▶ [TASK ITEM]: Lines with the string "find" must each be copied from the listing.

▶ [EXCERPTED DATA]:

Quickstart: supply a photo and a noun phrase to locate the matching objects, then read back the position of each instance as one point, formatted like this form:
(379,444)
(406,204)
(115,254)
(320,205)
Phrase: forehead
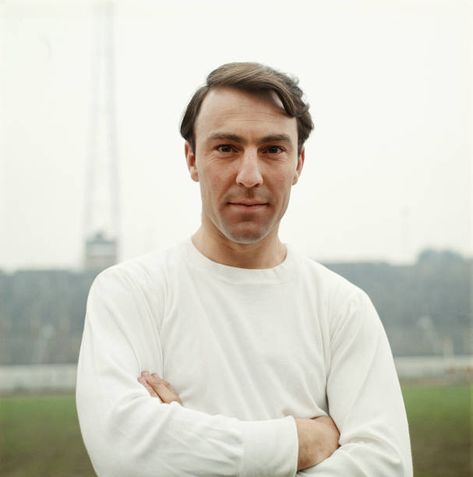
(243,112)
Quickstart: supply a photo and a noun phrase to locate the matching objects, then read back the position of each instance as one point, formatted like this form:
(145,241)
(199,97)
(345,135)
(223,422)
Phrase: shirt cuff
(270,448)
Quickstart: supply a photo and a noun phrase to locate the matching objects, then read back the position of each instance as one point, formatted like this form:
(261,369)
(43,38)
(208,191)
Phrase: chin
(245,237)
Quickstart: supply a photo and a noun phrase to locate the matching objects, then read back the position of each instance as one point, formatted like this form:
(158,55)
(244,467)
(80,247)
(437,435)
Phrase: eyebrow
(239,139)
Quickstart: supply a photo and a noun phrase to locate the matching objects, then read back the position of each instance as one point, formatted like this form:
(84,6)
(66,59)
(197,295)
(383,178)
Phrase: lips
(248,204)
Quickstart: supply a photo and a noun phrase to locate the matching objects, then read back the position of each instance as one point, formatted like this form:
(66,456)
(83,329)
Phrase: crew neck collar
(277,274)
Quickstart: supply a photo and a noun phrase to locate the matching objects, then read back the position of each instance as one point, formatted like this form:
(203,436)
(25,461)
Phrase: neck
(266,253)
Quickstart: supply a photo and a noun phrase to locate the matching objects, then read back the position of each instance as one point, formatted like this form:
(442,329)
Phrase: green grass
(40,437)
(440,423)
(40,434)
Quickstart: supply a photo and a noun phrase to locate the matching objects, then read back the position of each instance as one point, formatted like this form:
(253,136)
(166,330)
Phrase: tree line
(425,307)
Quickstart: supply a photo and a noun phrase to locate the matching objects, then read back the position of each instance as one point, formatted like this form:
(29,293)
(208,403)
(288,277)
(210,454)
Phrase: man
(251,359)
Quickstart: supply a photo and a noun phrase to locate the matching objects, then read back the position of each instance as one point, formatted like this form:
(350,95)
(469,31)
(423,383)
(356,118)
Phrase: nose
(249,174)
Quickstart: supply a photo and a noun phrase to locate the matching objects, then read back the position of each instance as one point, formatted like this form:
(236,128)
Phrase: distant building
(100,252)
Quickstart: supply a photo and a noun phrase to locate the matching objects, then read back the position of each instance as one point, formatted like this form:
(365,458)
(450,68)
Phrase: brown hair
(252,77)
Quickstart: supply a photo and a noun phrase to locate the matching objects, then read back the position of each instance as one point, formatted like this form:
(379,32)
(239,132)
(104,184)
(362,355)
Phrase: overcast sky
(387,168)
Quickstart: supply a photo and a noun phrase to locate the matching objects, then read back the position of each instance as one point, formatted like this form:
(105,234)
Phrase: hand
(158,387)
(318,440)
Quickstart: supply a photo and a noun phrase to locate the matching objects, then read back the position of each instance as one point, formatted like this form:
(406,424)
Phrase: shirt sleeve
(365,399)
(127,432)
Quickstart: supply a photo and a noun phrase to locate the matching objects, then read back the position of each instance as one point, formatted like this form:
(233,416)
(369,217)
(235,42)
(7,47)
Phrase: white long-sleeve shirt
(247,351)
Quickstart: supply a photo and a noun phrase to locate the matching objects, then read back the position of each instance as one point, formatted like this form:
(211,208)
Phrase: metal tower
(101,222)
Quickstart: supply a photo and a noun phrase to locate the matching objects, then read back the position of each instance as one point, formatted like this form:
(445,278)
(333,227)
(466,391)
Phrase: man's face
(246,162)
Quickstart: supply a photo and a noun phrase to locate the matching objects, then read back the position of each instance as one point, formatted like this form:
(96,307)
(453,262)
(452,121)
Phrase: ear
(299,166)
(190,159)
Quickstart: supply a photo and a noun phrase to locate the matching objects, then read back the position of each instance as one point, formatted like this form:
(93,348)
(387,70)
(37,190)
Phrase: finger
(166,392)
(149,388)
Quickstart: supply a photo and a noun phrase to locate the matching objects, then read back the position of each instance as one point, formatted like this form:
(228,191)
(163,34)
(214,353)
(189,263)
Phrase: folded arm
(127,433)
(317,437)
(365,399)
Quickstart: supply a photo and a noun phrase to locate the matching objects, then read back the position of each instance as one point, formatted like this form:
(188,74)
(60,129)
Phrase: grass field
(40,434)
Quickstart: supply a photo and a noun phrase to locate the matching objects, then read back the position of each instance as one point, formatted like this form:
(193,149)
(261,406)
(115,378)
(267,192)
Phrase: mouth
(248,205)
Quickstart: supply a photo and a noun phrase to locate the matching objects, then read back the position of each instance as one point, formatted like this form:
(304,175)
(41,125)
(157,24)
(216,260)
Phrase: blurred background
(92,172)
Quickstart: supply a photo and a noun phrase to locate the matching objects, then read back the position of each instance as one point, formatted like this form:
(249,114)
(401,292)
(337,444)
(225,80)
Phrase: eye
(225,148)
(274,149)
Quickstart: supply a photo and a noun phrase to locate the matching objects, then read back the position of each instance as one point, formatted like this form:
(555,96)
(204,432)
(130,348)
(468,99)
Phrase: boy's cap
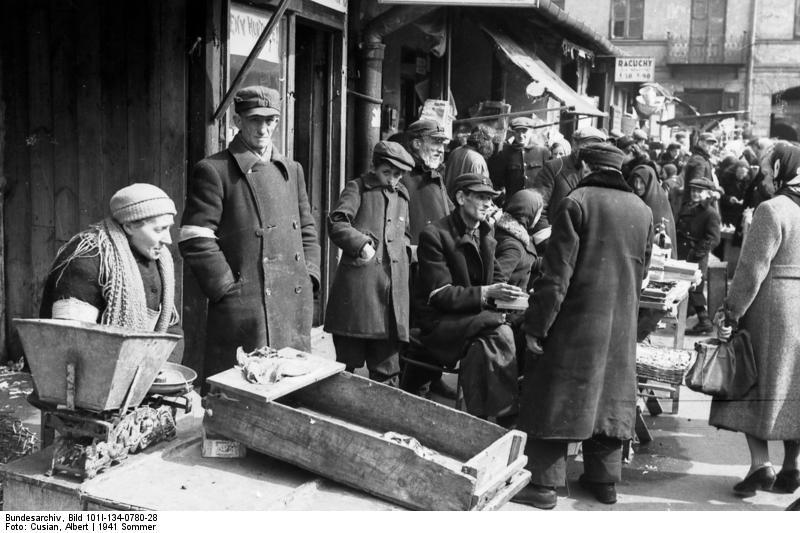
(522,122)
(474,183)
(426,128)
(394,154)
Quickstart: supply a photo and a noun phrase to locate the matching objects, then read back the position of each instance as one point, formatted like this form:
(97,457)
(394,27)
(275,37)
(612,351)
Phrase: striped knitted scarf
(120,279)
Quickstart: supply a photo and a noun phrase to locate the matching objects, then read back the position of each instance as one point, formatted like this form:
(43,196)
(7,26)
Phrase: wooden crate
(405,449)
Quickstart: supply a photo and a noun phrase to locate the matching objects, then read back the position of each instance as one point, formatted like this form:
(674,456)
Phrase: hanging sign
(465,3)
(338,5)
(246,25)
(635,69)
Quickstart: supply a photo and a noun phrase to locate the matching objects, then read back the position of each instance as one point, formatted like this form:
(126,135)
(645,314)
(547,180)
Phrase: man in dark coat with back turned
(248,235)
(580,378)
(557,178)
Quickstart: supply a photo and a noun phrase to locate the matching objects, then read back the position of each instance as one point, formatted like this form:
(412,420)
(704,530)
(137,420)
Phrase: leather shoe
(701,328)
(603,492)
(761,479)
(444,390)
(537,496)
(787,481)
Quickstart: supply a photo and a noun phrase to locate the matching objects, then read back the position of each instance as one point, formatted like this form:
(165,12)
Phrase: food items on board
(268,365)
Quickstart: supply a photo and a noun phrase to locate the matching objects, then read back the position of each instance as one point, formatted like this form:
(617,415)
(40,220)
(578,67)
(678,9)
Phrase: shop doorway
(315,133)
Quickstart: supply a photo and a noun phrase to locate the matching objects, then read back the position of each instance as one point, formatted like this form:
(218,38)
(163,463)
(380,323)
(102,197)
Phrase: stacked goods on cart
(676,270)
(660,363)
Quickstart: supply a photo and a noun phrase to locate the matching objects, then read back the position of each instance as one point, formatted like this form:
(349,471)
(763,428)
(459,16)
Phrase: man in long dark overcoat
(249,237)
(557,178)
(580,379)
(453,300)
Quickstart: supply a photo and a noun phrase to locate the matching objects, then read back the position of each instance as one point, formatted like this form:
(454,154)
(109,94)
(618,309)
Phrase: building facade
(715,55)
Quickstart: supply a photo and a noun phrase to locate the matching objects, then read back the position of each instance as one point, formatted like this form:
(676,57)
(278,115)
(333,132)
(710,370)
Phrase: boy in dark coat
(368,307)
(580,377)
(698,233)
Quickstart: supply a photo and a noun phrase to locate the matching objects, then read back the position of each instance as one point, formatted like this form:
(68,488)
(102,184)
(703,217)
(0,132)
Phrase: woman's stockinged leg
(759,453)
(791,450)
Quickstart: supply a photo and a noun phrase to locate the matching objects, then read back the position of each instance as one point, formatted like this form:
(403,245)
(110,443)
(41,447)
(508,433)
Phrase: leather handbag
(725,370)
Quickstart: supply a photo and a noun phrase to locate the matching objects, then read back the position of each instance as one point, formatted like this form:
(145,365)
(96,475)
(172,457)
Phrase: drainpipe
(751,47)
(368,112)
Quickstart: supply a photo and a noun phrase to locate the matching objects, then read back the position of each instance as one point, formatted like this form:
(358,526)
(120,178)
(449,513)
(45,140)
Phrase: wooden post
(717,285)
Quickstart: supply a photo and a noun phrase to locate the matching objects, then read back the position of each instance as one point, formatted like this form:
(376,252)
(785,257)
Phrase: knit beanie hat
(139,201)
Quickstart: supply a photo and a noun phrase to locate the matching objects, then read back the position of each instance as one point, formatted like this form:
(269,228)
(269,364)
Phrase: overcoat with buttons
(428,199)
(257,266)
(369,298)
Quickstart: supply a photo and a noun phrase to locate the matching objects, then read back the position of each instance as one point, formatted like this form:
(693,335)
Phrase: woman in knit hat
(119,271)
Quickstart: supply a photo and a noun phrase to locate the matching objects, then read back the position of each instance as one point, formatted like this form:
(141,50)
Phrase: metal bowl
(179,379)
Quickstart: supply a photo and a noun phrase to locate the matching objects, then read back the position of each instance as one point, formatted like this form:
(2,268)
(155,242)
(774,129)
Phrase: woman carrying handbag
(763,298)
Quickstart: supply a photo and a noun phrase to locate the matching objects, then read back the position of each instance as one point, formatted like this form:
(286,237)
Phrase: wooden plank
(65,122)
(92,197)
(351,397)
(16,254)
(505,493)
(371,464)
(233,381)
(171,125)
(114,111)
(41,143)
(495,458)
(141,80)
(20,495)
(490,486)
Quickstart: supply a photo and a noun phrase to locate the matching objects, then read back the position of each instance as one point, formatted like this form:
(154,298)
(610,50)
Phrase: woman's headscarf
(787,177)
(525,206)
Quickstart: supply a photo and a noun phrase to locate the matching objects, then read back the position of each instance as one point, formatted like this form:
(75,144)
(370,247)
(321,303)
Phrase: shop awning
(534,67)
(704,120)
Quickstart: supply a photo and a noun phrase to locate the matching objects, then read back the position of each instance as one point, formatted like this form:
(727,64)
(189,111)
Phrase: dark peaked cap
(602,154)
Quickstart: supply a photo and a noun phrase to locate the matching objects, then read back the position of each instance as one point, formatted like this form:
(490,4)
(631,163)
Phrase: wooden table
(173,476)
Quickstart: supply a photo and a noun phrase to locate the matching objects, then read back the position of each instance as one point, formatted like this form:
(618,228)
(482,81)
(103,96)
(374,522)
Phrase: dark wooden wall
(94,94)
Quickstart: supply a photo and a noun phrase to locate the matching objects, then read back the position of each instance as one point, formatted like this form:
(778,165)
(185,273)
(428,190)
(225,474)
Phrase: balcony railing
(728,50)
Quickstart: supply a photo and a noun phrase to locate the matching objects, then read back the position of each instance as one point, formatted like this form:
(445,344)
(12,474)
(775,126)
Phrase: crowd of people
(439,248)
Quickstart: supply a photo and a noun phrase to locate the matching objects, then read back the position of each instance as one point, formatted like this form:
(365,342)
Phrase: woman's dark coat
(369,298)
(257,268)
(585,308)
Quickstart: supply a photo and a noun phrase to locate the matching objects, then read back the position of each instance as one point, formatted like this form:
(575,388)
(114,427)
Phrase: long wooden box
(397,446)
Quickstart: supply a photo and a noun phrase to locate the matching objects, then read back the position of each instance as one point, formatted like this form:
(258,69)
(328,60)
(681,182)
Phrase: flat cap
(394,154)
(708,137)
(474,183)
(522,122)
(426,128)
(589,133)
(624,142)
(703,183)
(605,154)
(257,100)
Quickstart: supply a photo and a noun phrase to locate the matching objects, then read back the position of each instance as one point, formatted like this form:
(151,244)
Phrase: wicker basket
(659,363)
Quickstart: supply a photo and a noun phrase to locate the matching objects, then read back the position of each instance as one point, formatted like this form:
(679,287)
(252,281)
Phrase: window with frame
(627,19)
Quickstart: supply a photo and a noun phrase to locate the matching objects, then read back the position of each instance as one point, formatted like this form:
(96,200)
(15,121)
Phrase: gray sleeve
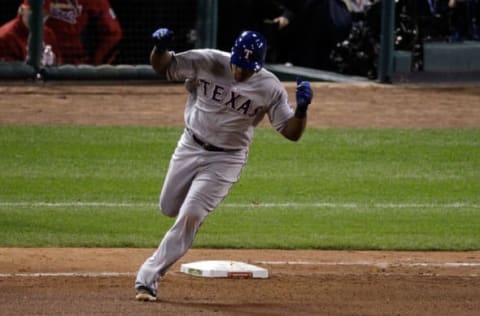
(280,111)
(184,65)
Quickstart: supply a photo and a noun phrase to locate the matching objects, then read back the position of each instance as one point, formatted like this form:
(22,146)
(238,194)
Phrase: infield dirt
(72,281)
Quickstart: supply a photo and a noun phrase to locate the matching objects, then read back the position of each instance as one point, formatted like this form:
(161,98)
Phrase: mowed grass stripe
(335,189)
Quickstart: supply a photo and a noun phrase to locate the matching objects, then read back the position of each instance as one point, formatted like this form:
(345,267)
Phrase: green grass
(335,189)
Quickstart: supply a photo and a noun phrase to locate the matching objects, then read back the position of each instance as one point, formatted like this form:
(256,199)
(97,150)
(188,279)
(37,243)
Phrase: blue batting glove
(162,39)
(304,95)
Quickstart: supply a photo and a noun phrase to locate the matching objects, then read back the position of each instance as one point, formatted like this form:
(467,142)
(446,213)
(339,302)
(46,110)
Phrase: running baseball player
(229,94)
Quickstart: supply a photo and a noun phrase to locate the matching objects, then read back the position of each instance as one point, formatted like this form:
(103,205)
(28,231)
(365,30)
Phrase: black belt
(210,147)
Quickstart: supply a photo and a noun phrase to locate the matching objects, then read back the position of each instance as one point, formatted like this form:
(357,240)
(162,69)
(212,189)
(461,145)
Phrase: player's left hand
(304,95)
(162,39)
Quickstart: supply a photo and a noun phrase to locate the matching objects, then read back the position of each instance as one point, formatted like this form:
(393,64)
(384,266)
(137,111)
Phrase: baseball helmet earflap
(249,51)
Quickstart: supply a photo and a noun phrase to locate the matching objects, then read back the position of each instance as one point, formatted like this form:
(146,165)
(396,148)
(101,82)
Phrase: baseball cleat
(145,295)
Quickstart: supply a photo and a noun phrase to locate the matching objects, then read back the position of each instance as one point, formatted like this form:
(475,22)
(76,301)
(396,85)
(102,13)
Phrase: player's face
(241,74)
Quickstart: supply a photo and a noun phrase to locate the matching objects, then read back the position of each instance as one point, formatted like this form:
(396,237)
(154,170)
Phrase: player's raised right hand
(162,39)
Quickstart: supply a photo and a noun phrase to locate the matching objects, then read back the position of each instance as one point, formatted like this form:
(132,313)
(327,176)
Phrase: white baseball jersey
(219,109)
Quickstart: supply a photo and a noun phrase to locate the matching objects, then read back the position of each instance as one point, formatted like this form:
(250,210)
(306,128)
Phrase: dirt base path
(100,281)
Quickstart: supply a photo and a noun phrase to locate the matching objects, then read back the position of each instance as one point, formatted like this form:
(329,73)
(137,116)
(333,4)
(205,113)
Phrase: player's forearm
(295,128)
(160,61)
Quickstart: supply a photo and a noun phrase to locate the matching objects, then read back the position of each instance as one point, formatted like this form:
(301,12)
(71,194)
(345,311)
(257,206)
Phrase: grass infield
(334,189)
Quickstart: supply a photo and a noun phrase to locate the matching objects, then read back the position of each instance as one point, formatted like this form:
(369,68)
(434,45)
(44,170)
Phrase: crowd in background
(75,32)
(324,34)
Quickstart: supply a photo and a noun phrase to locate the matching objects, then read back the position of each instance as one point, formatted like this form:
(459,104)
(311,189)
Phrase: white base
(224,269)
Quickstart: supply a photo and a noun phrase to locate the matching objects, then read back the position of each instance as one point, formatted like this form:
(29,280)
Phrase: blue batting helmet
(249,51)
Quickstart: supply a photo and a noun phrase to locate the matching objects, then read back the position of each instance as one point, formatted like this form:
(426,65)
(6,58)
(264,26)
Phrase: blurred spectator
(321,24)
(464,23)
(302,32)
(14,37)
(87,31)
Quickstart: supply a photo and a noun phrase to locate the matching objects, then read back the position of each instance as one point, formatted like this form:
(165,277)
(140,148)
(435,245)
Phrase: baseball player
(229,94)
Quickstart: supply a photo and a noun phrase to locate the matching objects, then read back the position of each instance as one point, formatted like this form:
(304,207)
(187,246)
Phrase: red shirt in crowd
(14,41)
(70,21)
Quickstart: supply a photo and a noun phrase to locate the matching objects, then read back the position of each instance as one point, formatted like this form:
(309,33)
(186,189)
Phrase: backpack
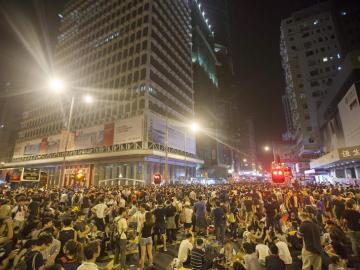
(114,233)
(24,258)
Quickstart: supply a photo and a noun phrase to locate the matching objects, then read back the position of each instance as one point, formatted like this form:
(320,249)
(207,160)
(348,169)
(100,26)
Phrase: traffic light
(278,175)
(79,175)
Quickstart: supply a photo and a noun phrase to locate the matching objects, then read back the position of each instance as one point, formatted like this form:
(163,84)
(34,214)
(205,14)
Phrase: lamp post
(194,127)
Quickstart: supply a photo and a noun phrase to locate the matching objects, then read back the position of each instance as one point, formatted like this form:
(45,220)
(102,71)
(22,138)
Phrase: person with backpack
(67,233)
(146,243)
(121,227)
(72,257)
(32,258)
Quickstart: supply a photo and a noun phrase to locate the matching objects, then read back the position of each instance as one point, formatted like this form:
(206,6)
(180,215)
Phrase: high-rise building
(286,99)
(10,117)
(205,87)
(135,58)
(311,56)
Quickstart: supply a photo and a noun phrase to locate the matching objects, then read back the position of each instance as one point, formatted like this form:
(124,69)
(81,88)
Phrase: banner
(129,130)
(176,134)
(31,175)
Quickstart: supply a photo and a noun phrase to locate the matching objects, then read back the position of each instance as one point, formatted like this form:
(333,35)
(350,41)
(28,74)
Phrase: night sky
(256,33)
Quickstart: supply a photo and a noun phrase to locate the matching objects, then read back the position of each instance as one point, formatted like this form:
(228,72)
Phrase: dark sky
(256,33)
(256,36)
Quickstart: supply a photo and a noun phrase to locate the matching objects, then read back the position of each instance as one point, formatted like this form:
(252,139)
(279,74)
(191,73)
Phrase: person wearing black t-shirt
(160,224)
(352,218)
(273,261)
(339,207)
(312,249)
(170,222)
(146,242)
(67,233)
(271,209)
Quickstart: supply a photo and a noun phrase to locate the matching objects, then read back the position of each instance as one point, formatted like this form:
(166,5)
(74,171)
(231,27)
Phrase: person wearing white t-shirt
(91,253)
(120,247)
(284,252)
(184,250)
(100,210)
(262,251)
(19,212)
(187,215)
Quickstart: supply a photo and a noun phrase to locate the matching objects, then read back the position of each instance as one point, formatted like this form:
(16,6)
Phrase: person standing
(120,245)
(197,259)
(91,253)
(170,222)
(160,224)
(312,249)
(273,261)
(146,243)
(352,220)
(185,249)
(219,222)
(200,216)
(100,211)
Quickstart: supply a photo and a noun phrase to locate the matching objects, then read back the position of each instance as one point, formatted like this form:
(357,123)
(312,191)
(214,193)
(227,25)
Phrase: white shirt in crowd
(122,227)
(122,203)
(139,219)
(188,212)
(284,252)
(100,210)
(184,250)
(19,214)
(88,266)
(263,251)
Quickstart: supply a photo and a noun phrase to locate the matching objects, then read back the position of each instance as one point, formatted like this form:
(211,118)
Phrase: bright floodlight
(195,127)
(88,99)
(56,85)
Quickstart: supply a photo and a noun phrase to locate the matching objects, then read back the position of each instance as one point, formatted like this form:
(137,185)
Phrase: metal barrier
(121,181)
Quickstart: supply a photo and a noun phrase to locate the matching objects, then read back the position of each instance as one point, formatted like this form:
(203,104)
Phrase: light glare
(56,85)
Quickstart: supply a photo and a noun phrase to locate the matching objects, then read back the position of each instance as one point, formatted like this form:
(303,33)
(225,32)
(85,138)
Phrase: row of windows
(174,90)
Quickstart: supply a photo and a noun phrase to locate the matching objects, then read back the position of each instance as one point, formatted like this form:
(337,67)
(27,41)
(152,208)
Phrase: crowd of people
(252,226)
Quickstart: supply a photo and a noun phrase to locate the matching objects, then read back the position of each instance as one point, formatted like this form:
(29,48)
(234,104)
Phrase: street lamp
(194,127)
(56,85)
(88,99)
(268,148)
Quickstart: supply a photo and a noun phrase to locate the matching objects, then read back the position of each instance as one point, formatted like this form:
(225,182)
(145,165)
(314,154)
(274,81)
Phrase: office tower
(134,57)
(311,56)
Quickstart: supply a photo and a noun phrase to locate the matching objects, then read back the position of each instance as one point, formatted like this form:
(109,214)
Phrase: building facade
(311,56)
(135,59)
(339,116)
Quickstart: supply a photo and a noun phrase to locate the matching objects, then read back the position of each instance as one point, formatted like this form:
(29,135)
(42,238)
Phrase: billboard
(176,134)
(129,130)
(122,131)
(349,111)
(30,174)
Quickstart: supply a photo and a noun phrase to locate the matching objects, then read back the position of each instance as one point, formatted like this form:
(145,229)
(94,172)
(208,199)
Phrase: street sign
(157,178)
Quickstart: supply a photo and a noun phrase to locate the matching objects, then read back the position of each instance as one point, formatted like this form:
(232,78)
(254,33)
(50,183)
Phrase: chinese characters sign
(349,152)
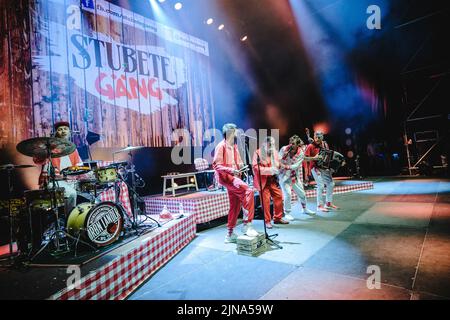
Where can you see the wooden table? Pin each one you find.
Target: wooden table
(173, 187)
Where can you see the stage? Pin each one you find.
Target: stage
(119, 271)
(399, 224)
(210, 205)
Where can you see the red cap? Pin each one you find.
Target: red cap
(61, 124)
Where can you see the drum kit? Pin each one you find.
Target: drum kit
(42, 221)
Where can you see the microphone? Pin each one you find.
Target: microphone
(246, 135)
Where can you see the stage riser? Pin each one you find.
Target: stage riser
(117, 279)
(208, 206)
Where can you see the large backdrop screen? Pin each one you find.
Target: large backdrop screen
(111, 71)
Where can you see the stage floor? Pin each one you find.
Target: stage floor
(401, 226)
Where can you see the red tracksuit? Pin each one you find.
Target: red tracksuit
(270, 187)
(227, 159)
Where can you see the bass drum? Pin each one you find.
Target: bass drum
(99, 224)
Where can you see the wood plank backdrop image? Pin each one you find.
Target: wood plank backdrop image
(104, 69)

▶ [TASK ANSWER]:
Where can you see the wooden table? Pin each one you find.
Where can you see the stage? Pin each one you find.
Where can you see the red cap? Pin each one you find.
Where can you see the drum kit? Pin each one you find.
Where can you see the microphone? Pin each one you find.
Where can you see the stage riser? Pin each one you find.
Where can you see the large backdrop screen? Pin each one you find.
Where can you see the stage floor? Pin each one you find.
Where can you see the red tracksuit? Pin each one you find.
Where can you see the bass drum? Pin each one you find.
Where can you see the wood plank backdrop image? Pin each one you find.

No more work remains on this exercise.